Task objective: In the rows below, swap every "Target" for "Object" and write them out again with nothing else changed. Omit the pictures from your answer.
########################################
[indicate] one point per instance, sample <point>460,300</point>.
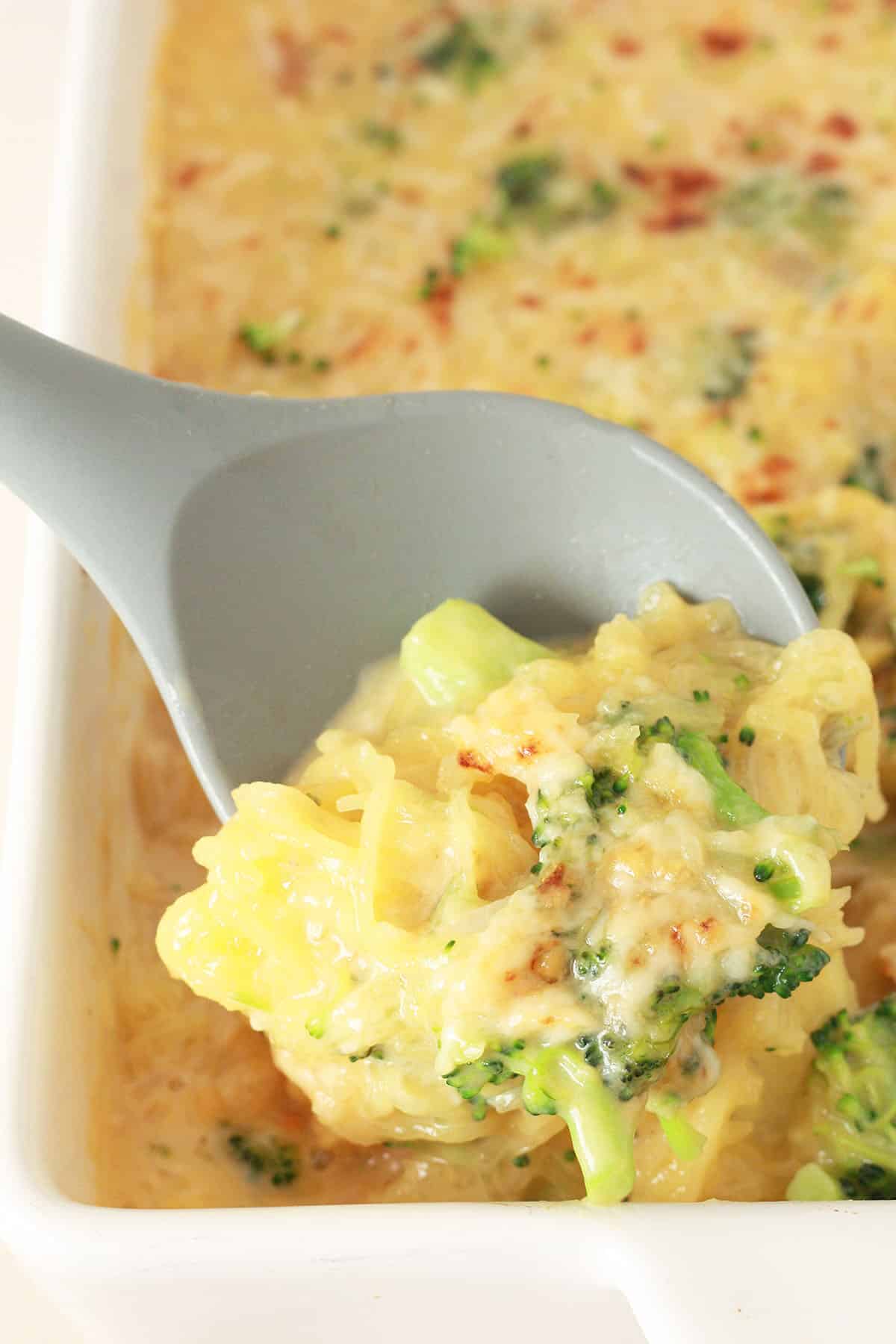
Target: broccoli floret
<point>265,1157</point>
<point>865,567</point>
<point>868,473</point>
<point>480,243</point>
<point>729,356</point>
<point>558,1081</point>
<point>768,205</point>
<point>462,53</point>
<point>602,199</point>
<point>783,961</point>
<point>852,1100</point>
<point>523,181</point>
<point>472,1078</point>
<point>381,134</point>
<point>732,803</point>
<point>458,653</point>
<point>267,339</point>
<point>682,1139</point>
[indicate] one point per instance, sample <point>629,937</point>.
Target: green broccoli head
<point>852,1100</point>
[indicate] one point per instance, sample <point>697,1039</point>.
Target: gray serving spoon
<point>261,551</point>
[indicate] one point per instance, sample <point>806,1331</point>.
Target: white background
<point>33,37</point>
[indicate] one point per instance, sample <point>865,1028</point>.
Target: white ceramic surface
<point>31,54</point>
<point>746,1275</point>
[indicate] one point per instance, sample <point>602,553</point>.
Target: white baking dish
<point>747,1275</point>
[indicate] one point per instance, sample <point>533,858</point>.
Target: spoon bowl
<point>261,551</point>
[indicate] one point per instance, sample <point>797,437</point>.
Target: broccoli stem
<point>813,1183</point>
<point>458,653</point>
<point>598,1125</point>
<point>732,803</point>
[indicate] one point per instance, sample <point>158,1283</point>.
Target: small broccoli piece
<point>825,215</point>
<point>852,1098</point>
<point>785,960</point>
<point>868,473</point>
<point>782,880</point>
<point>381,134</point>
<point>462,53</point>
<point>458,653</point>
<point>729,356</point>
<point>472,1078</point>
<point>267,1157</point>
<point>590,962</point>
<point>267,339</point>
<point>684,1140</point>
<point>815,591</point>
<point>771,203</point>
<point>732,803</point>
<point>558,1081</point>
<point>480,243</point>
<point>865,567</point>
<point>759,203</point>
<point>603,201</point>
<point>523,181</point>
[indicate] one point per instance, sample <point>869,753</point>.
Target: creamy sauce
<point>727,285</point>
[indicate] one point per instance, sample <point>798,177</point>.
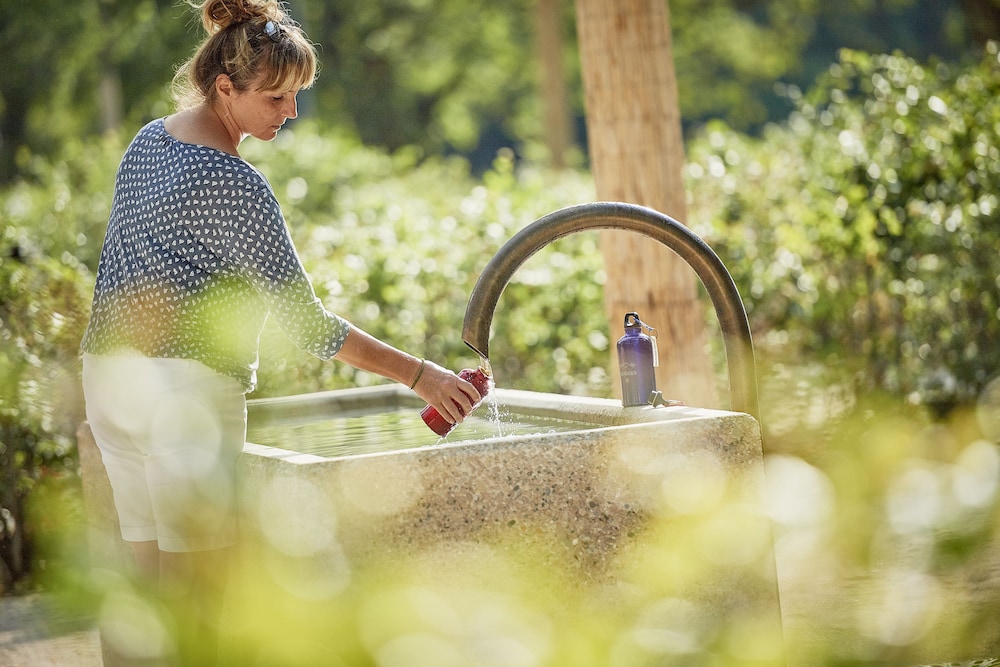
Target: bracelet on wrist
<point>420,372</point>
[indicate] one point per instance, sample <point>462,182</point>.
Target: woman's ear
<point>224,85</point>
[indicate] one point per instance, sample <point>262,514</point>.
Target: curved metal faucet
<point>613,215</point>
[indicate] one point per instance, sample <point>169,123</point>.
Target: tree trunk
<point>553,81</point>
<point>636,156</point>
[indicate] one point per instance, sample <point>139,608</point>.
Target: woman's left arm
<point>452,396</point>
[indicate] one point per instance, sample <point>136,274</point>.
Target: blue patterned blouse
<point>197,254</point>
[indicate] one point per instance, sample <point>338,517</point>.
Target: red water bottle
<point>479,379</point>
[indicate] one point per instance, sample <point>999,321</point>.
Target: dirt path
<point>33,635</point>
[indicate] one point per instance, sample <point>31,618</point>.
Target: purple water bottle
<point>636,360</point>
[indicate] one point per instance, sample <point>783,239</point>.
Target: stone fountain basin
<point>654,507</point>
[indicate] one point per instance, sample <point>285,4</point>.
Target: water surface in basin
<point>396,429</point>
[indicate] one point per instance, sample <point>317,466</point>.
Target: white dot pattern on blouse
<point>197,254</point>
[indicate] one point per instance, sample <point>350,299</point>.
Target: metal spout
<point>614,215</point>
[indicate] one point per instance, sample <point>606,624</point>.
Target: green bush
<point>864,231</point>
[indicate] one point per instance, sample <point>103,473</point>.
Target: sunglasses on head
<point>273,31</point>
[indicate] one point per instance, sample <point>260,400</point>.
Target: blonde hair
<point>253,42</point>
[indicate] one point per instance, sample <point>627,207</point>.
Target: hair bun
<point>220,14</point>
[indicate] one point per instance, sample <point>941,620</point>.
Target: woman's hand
########################################
Response below:
[indicate] one point per instance, sample <point>460,300</point>.
Object: broccoli floret
<point>265,1157</point>
<point>865,567</point>
<point>868,473</point>
<point>480,243</point>
<point>729,356</point>
<point>558,1081</point>
<point>768,205</point>
<point>462,53</point>
<point>602,199</point>
<point>783,961</point>
<point>852,1100</point>
<point>523,181</point>
<point>472,1078</point>
<point>381,134</point>
<point>732,803</point>
<point>458,653</point>
<point>267,339</point>
<point>682,1139</point>
[indicate] one point per instance, sample <point>629,937</point>.
Object: green broccoli head
<point>852,1100</point>
[indicate] one point per instance, sample <point>697,1039</point>.
Object: gray serving spoon
<point>261,551</point>
[indicate] one point per instance, sample <point>806,1331</point>.
Object: white background
<point>33,37</point>
[indicate] one point per instance, sample <point>865,1028</point>.
Object: white ceramic surface
<point>31,54</point>
<point>746,1275</point>
[indicate] one point per instance, sample <point>602,553</point>.
Object: white baking dish
<point>747,1275</point>
[indicate] one point per instance, sample <point>533,858</point>.
Object: spoon bowl
<point>261,551</point>
[indicate] one point per instance, sample <point>797,437</point>.
Object: broccoli stem
<point>813,1183</point>
<point>458,653</point>
<point>598,1125</point>
<point>732,803</point>
[indicate] one point per instance, sample <point>158,1283</point>.
Object: small broccoli piece
<point>825,215</point>
<point>852,1098</point>
<point>785,960</point>
<point>868,473</point>
<point>782,880</point>
<point>381,134</point>
<point>462,53</point>
<point>458,653</point>
<point>729,356</point>
<point>472,1078</point>
<point>267,1157</point>
<point>590,962</point>
<point>267,339</point>
<point>684,1140</point>
<point>815,591</point>
<point>771,203</point>
<point>732,803</point>
<point>558,1081</point>
<point>480,243</point>
<point>865,567</point>
<point>759,203</point>
<point>603,201</point>
<point>523,181</point>
[indicate] one point per instance, sample <point>869,753</point>.
Object: creamy sauce
<point>727,285</point>
[indicate] one point per instance, sample <point>798,177</point>.
Object: bracelet on wrist
<point>420,372</point>
[indicate] one point per instance, sample <point>462,182</point>.
Object: woman's ear
<point>224,85</point>
[indicate] one point per instance, sample <point>262,514</point>.
Object: curved metal faucet
<point>613,215</point>
[indicate] one point per instance, sample <point>169,123</point>.
Object: tree trunk
<point>553,81</point>
<point>636,156</point>
[indicate] one point per instance, sample <point>139,608</point>.
Object: woman's left arm
<point>452,396</point>
[indicate] one point per instance, sample <point>136,274</point>.
Object: blue patterned blouse
<point>197,254</point>
[indicate] one point per instance, sample <point>338,517</point>.
Object: red water bottle
<point>479,379</point>
[indicate] one point per instance, sample <point>999,321</point>.
Object: dirt path
<point>33,635</point>
[indicate] one point per instance, sample <point>31,618</point>.
Object: purple water bottle
<point>636,360</point>
[indicate] one point per instance, sample <point>783,239</point>.
Object: stone fountain basin
<point>654,507</point>
[indicate] one point per instance, sample <point>285,4</point>.
Object: water surface in basin
<point>396,429</point>
[indicate] one point per instance, sample <point>317,466</point>.
Object: white dot pattern on blouse
<point>197,254</point>
[indicate] one point per instance, sample <point>350,299</point>.
Object: metal spout
<point>614,215</point>
[indicate] one point per instance, sample <point>606,624</point>.
Object: green bush
<point>864,231</point>
[indicate] one point per instance, sample <point>103,473</point>.
Object: sunglasses on head
<point>273,31</point>
[indicate] one point per instance, sample <point>260,400</point>.
Object: blonde hair
<point>253,42</point>
[indicate] one point per instance, sample <point>627,207</point>.
Object: hair bun
<point>220,14</point>
[indicate] one point per instance, sample <point>941,620</point>.
Object: woman's hand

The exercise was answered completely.